Short task: Rewrite all of the items below, changing "single-point marking" to "single-point labeling" and keeping everything else unchanged. Omit the pictures from your version.
— START OF Data rows —
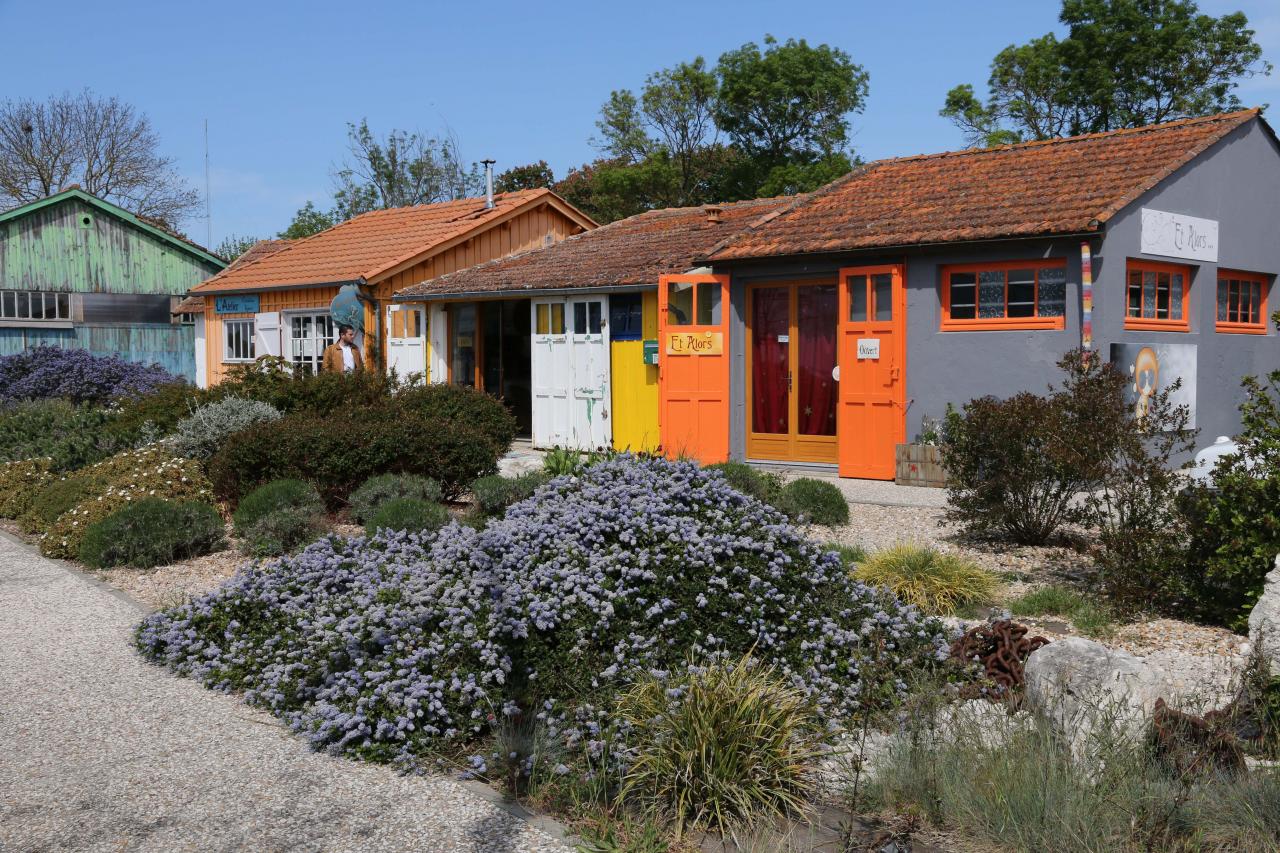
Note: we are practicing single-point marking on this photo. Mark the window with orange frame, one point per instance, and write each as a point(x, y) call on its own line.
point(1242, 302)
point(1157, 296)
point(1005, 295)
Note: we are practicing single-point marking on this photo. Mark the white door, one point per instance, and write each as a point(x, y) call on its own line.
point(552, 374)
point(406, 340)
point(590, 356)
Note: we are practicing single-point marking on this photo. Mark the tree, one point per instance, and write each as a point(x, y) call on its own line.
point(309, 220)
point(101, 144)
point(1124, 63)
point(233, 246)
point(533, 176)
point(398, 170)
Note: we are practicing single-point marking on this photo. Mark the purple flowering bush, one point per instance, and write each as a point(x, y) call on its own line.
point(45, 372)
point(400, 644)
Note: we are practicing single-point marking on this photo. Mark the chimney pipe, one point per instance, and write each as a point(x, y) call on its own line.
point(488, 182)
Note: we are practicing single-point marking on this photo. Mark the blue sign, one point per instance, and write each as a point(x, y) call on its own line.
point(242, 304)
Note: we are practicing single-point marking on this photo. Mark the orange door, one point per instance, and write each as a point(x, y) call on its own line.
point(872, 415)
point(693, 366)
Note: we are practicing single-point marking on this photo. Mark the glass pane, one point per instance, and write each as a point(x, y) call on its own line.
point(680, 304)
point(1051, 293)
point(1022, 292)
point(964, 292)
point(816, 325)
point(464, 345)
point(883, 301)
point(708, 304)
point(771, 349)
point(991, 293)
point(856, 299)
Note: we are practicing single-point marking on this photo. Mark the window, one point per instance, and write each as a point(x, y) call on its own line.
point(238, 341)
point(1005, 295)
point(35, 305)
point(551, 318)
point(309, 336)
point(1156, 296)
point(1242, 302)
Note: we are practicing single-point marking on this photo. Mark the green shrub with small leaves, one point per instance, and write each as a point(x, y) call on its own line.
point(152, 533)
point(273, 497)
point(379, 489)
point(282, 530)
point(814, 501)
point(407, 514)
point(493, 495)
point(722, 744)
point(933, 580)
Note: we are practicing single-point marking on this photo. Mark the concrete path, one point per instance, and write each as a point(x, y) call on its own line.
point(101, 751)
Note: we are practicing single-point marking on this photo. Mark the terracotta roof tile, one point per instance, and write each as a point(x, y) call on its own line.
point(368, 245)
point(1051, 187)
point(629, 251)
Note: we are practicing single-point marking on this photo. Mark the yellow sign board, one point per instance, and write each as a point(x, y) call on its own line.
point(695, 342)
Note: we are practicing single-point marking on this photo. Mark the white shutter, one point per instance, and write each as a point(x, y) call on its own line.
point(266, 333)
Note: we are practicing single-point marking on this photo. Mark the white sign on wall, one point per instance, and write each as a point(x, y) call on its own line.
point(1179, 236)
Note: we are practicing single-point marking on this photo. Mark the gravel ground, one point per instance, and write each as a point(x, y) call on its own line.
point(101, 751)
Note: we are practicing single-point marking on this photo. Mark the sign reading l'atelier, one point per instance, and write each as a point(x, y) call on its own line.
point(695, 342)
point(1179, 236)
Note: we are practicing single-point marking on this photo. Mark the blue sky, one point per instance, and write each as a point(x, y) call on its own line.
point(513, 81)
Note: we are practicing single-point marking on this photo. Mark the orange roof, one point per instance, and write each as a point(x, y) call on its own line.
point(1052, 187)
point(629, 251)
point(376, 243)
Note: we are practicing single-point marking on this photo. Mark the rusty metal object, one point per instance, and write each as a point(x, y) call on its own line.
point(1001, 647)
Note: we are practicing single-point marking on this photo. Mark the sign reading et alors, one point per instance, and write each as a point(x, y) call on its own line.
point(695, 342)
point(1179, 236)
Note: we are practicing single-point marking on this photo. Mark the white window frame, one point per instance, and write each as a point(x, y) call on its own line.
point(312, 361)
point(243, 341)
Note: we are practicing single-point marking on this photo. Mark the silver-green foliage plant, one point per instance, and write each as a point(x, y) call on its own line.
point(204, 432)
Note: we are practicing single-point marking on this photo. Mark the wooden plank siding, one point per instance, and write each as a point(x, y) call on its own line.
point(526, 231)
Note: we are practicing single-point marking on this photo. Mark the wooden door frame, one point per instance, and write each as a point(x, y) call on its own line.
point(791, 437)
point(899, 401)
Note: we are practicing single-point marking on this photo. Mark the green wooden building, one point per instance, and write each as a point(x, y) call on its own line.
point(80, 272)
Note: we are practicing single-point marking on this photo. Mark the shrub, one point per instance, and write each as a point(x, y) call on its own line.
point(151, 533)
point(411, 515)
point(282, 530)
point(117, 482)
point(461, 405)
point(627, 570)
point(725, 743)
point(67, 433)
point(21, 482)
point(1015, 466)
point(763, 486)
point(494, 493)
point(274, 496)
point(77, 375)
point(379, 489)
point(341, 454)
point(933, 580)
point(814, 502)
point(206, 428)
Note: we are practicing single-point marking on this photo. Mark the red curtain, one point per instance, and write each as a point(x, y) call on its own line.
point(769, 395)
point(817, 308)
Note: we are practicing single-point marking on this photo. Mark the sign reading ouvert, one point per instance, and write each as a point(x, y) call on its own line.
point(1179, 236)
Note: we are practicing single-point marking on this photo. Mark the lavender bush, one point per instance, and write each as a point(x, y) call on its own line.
— END OF Data rows —
Exercise response:
Note: we are practicing single-point labeling on this photo. Mark the window with orange frame, one point per instance, and write each as a point(x, y) call on its own line.
point(1242, 302)
point(1157, 296)
point(1005, 295)
Note: we are practicing single-point labeling on this photo. Mark the white door, one point per instance, and write each as a point(x, y) call on its own line.
point(552, 374)
point(406, 340)
point(590, 356)
Note: we are practicing single-point labeling on this photo. Mark the tree, one point per instance, and write each as a point(x, y) call on its own line.
point(309, 220)
point(101, 144)
point(1124, 63)
point(233, 246)
point(533, 176)
point(398, 170)
Note: we are practicing single-point labeling on this photo. Mark the purple flowering bush, one point per instance, and write each as a point(x, y) call on its own line.
point(45, 372)
point(400, 644)
Note: we are practicing single-point labeling on this photo. Mark the chimney pipe, one point per instance, and write each as a point(x, y) call on its own line.
point(488, 182)
Note: we are practicing single-point labeling on this photo. Mark the blue sign, one point per instance, and write each as a point(x, y) call on its own line.
point(242, 304)
Note: we are practicing single-point labeling on this photo. Mark the orange door, one point per instance, and write each as a point(x, y) call on its own line.
point(872, 415)
point(693, 366)
Note: we are practicing single-point labeling on this photo. Mark the glass pane, one point per instance, and write each as a point(x, y) call on its own line.
point(680, 304)
point(1051, 293)
point(1022, 292)
point(964, 292)
point(816, 325)
point(464, 345)
point(883, 301)
point(708, 304)
point(771, 349)
point(991, 293)
point(856, 299)
Note: we are practicing single-point labeling on this photo. Mark the window, one point per instance, and write each as a point(x, y) call on its own line.
point(238, 341)
point(1005, 295)
point(35, 305)
point(551, 318)
point(309, 336)
point(1156, 296)
point(1242, 302)
Note: we are practicing single-point labeling on this photo. Mark the green shrub with small leaves, one point per instance, and write each as a point(x, y) call on its own line.
point(152, 533)
point(273, 497)
point(379, 489)
point(282, 530)
point(814, 501)
point(407, 514)
point(493, 495)
point(722, 744)
point(933, 580)
Note: we are practicing single-point labeling on this photo. Mark the concrete path, one point per instance, and write each as a point(x, y) call on its own line.
point(101, 751)
Note: we are practicing single-point labeling on this photo. Mark the terracotta roof tile, one point per instance, and write each as a point(x, y) call on its own line.
point(368, 245)
point(1051, 187)
point(629, 251)
Note: we are practicing single-point labeling on this photo. Mark the yellow sign board, one point per instance, and write each as a point(x, y) call on its own line.
point(695, 342)
Note: we are practicing single-point labeling on this photo. Mark the white shutter, one point per instance, and write each as a point(x, y) call on its own line.
point(266, 333)
Note: we are practicing single-point labeling on this photo. Mark the white sign on wall, one point per instance, and write each as a point(x, y) call on its own line.
point(1179, 236)
Note: we are practicing single-point labeling on this photo. Mark the gravel ground, one point per instance, and write each as a point(x, y) call on its own line.
point(101, 751)
Note: we are practicing single-point labeling on this photo. Mark the sign reading l'atelier, one point per instance, and write each as a point(x, y) call on its own line.
point(695, 342)
point(1179, 236)
Note: we are practicing single-point labeling on this photo. Mark the blue sky, one point per instance, and write each as a point(x, y) call on its own line.
point(513, 81)
Note: we are practicing single-point labeling on this photo. Mark the orange roof, one point per instance, and write each as a point(x, y) call on its own line.
point(1052, 187)
point(629, 251)
point(376, 243)
Note: we are practicing single-point labeling on this photo. Mark the rusty metal object, one point per instance, and write each as a point(x, y) call on its own line.
point(1001, 647)
Note: we are practicing single-point labeling on this photo. Mark the sign reading et alors, one point per instance, and write each as a point(x, y) call on its own line.
point(695, 342)
point(1179, 236)
Note: we are practicing single-point labeling on this photo. Mark the white window frame, one point per instance, and write each as a point(x, y) call on its own line.
point(312, 361)
point(243, 341)
Note: we are practicing single-point labeling on this photo. Mark the silver-green foliage plant, one point per instance, and write each as a point(x, y) call on its own line.
point(204, 432)
Note: we are practicing single-point labeling on this photo. Mark the wooden plank siding, one point per instance, and write each as a point(x, y) call on its own line.
point(526, 231)
Note: we are practicing single-point labeling on this photo. Mark the wooden door frame, one point per instance, and write each as a point(x, y) call on its own line.
point(791, 437)
point(899, 401)
Note: we are practicing single-point labeling on this photo. Mark the green wooden building, one point per instance, and write each as a point(x, y) call on its own line.
point(80, 272)
Note: we are practicing single-point labeling on this photo. Mark the shrub, one point per instance, and write each as a point(x, y) call on its own line.
point(151, 533)
point(411, 515)
point(282, 530)
point(117, 482)
point(461, 405)
point(627, 570)
point(725, 743)
point(67, 433)
point(21, 482)
point(1015, 466)
point(763, 486)
point(494, 493)
point(274, 496)
point(77, 375)
point(379, 489)
point(341, 454)
point(933, 580)
point(814, 502)
point(206, 428)
Note: we are practicing single-point labeling on this photo. Mark the red curtain, one point per instance, and write each as a point(x, y) call on its own line.
point(769, 395)
point(817, 308)
Note: we are practicing single-point labeling on this photo. Mark the sign reading ouvert, one point per instance, and write each as a point(x, y) call on its own line.
point(1179, 236)
Note: we are practicing single-point labeling on this photo. Mark the lavender bush, one point per instance, and write each as a point(x, y) call on its own line.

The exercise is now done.